------ Data section ------

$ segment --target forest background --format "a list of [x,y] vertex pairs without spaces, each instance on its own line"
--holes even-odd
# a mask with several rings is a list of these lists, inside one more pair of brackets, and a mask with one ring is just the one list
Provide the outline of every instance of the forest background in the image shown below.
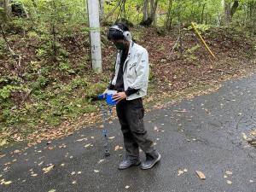
[[113,70],[116,49],[106,32],[116,20],[125,21],[149,53],[146,104],[205,93],[255,68],[255,0],[99,0],[99,6],[100,73],[90,62],[86,0],[0,0],[0,146],[70,135],[99,120],[94,98]]

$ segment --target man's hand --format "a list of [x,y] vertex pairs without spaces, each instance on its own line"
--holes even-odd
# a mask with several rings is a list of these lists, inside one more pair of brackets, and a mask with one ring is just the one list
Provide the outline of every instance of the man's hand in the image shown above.
[[106,92],[107,92],[108,89],[104,90],[103,94],[103,98],[106,98]]
[[116,94],[113,95],[111,99],[114,102],[119,102],[121,100],[125,99],[126,97],[127,97],[127,96],[125,92],[119,92],[119,93],[116,93]]

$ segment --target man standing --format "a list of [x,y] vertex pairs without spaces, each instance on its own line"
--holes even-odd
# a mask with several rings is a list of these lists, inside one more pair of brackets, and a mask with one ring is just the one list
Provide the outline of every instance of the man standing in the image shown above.
[[[119,169],[140,165],[139,147],[146,154],[142,169],[149,169],[158,162],[160,154],[156,152],[153,142],[144,129],[144,108],[142,97],[147,95],[148,84],[148,54],[146,49],[135,44],[128,26],[118,22],[108,32],[108,38],[119,49],[114,75],[108,90],[118,92],[112,97],[117,102],[117,115],[124,136],[125,158]],[[105,96],[106,92],[104,92]]]

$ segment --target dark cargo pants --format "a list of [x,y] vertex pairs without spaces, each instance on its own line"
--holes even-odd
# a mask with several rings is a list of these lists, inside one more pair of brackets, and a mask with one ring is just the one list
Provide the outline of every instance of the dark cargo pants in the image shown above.
[[144,129],[144,108],[142,98],[128,101],[122,100],[116,105],[117,115],[124,136],[126,158],[134,160],[139,157],[139,147],[146,157],[155,158],[157,152],[153,142]]

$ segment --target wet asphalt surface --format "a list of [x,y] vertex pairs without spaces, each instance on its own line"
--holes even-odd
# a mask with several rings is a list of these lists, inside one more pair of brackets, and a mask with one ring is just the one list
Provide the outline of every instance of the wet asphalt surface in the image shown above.
[[166,101],[162,108],[146,113],[145,126],[161,154],[150,170],[118,170],[125,152],[115,119],[107,123],[108,157],[99,125],[49,144],[3,148],[0,191],[256,191],[256,148],[244,139],[256,129],[256,75],[222,85],[216,92],[176,104]]

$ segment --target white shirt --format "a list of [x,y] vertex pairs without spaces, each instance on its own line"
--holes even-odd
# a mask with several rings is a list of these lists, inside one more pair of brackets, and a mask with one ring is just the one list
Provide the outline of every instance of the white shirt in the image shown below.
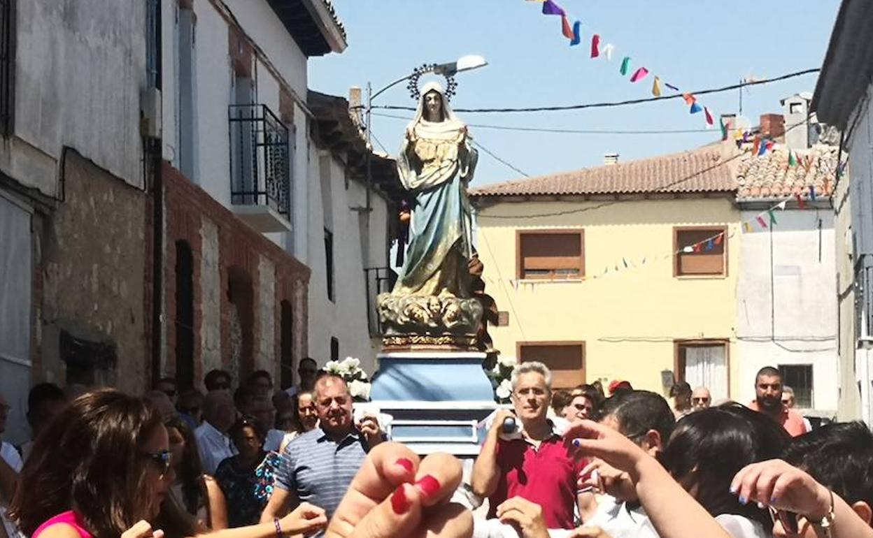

------

Your instructions – Report each line of the records that contains the word "shown".

Full solution –
Provide the outline of every instance of the forest background in the image shown below.
Provide the outline of every instance of the man's hand in the image shown above.
Provide the outline of every instance of the man standing in the image shown above.
Provide the outline of every instance of the dark cargo pants in the image shown above.
Provide the outline of every instance of the wet asphalt surface in the image shown above.
Provide the outline of every instance of the white shirt in the image shown below.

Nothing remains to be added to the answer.